> [EXERCISE DESCRIPTION]: Reproduce nothing but the closing run of lines: the line with "Note: for every instance of the goal" and each line that follows it to the end of the data.
--- BEGIN DATA SHOWN ---
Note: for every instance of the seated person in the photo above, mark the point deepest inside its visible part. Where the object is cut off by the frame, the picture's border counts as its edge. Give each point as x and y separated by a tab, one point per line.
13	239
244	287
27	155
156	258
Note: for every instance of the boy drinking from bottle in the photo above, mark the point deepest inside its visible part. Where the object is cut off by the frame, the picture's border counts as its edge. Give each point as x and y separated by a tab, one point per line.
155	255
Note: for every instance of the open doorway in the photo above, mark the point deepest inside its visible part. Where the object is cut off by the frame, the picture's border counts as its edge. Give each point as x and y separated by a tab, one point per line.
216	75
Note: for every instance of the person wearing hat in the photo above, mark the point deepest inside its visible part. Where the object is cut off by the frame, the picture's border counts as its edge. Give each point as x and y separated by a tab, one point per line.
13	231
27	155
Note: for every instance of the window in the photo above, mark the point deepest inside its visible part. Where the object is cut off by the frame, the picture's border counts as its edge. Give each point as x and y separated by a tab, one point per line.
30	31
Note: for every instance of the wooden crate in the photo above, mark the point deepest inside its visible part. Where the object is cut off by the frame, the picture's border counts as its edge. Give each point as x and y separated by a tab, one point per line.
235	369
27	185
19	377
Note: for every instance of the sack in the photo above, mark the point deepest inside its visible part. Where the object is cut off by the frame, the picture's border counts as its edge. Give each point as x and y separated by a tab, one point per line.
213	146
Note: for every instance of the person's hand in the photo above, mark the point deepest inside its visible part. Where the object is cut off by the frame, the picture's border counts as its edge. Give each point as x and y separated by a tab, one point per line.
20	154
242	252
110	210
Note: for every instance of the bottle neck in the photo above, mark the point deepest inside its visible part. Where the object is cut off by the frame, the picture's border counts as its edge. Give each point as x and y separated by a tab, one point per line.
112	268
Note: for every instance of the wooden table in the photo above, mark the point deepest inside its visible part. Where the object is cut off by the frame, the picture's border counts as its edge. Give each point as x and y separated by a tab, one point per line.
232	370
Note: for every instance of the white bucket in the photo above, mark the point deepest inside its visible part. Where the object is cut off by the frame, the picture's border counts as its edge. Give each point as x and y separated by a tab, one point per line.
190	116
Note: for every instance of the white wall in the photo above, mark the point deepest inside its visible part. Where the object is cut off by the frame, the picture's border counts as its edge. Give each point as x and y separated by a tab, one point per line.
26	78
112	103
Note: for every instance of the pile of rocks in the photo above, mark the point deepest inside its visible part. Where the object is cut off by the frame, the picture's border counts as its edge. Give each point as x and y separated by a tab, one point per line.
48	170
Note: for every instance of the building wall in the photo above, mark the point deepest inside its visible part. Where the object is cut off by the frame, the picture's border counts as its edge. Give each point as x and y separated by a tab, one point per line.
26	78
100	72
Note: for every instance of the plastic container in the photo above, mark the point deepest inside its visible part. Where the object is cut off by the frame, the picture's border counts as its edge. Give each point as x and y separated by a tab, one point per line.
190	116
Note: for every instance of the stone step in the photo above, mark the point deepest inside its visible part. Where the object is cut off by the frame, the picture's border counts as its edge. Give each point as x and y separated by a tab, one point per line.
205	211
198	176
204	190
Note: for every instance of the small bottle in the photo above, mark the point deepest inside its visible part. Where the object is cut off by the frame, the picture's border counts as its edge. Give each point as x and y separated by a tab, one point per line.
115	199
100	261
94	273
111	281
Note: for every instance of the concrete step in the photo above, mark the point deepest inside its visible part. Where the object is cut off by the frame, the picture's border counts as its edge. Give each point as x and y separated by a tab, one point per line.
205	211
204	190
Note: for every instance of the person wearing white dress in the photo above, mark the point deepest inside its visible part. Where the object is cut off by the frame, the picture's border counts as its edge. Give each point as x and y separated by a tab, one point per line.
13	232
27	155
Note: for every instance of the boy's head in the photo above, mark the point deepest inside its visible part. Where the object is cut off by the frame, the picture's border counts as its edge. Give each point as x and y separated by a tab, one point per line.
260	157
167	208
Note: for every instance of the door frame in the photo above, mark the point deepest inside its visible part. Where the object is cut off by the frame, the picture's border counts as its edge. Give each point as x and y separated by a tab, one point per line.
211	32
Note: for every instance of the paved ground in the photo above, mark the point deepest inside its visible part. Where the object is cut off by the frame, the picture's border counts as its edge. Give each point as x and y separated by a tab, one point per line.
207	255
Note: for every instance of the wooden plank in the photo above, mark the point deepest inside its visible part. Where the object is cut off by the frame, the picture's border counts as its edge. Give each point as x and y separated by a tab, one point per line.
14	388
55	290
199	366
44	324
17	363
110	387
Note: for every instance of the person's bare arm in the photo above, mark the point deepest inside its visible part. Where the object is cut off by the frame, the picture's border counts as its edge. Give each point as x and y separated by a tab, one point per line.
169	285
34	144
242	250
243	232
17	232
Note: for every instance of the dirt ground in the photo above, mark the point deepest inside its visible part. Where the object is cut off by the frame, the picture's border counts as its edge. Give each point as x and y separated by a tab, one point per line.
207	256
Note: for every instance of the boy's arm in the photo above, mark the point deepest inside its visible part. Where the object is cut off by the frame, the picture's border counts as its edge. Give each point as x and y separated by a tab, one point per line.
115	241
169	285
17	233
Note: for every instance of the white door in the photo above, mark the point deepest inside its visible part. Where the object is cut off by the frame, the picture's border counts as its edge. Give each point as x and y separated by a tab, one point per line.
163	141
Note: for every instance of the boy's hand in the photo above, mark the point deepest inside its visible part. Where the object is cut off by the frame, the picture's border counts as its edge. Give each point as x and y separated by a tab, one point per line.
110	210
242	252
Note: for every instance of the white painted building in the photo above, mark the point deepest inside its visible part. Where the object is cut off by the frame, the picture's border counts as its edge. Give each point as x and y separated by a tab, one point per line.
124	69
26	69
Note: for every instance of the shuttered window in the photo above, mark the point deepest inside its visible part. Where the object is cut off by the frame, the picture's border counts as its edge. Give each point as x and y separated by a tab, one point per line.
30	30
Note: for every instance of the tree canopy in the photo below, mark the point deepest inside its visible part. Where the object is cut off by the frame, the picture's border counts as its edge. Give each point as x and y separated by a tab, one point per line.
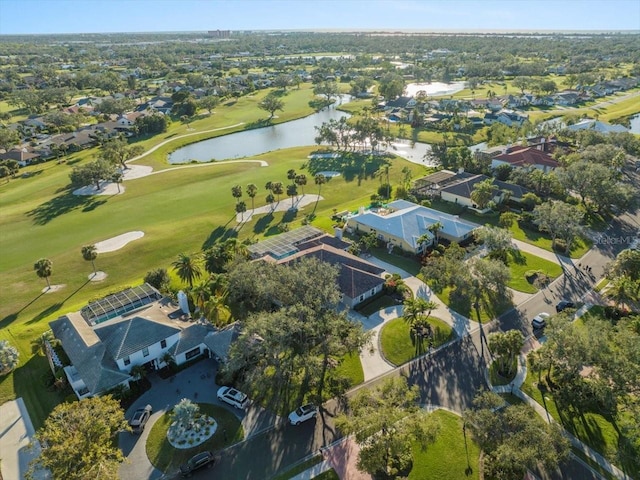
79	440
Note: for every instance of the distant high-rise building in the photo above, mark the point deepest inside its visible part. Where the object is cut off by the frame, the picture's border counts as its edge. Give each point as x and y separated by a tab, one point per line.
219	33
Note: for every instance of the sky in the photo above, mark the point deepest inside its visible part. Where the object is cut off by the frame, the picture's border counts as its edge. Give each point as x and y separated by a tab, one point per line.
97	16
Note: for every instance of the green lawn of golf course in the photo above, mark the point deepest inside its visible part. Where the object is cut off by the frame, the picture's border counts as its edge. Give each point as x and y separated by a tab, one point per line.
179	210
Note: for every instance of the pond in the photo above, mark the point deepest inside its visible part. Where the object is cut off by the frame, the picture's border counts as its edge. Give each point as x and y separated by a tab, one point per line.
297	133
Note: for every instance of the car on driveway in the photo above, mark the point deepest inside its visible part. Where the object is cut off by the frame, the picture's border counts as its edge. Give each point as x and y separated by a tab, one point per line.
196	462
564	304
233	397
140	418
303	413
540	321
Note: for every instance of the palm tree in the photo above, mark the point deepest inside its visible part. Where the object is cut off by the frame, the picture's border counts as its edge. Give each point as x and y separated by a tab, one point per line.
423	240
301	181
435	228
200	294
319	180
38	345
278	189
44	269
236	191
623	290
241	207
215	308
252	190
90	253
270	199
292	191
187	269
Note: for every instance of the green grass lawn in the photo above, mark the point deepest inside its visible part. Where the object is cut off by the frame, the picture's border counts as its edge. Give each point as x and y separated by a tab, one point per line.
447	458
375	305
490	308
351	367
298	468
399	345
523	262
596	430
539	239
168	459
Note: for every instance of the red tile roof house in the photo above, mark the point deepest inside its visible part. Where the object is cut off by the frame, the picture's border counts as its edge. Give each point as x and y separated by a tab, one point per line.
525	157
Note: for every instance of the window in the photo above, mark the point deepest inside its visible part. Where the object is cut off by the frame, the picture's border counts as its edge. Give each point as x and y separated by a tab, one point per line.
192	353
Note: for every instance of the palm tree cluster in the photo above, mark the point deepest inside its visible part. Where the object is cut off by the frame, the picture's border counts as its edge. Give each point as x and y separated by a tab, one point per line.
209	294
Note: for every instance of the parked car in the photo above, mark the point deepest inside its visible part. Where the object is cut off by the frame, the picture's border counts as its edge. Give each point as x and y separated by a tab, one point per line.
196	462
233	397
303	413
540	321
140	418
564	304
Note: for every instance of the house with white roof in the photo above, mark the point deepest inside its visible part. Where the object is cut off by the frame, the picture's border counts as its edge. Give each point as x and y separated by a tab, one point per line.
136	326
405	224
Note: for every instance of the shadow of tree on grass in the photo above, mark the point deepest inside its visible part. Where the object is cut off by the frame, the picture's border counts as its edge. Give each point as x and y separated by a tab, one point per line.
62	204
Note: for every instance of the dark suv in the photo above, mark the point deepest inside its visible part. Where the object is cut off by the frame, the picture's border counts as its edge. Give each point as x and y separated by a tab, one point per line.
564	304
196	462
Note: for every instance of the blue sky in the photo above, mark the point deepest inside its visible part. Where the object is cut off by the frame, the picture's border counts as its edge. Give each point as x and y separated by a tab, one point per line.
79	16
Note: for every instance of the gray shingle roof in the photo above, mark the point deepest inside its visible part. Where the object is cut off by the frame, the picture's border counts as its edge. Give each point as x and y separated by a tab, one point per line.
410	221
191	337
98	372
131	335
220	341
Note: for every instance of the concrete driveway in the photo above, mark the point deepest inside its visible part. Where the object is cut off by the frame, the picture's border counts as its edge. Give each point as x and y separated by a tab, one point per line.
16	433
196	383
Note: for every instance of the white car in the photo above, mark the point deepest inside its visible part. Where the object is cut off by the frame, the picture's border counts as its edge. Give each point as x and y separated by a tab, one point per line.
233	397
540	321
303	413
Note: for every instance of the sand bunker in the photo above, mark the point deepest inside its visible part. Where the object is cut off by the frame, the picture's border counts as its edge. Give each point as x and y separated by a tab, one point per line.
116	243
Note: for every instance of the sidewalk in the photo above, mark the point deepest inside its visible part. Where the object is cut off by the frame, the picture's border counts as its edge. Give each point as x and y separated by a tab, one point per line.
515	388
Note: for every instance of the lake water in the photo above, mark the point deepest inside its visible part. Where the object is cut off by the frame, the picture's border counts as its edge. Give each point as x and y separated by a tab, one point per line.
635	124
297	133
434	88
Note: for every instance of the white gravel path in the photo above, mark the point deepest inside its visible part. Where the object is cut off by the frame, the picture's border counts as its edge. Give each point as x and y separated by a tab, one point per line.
116	243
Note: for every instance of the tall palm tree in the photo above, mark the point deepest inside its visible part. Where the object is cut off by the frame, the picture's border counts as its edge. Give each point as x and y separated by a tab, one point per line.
236	191
319	180
278	189
623	290
187	268
90	253
200	293
301	181
44	269
435	228
292	191
252	191
241	207
216	309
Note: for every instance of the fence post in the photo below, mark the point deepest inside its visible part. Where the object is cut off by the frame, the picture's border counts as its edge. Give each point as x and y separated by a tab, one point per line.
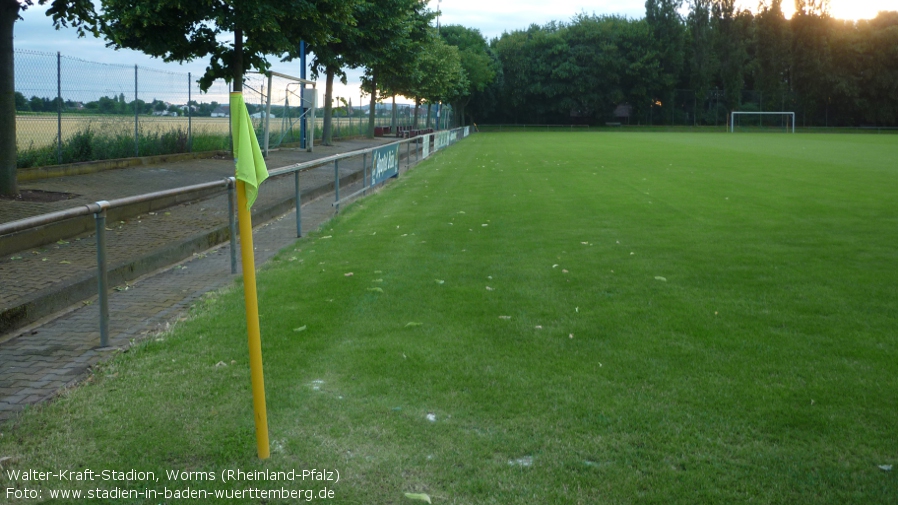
58	108
268	114
136	112
337	185
232	225
298	204
102	276
189	117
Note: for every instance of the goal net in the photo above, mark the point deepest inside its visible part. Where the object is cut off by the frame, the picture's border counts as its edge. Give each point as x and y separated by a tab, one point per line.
282	108
762	121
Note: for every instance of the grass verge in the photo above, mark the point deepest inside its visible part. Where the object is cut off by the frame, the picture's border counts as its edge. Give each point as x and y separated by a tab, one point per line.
551	318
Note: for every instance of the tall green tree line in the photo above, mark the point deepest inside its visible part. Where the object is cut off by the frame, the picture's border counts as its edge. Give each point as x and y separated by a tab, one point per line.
667	68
--- END DATA SHOWN ---
> [THE RESULT]:
Note: for every instance of the goal net in the photo above, mark the point deepest inside its visible part. Where the object is cut off by the frame, the picture's border counts as its edge. Give each point as x and y separated by a tab, one point per line.
282	108
762	121
Note: for every instance of the grass verge in the photo above, mark the point deepest inside its visible part. Where the object is cut off by the frame, the picture's border counts as its edge. Give each point as x and y separated by a tab, one point per line.
551	318
Note: for every instance of the tall green tree line in the photo above, mark the point deepest inside its visible part. Where the object is cut off by the frame, the picture's border counts as its edge. Give each point as x and y separated by a tab, one point per line.
667	68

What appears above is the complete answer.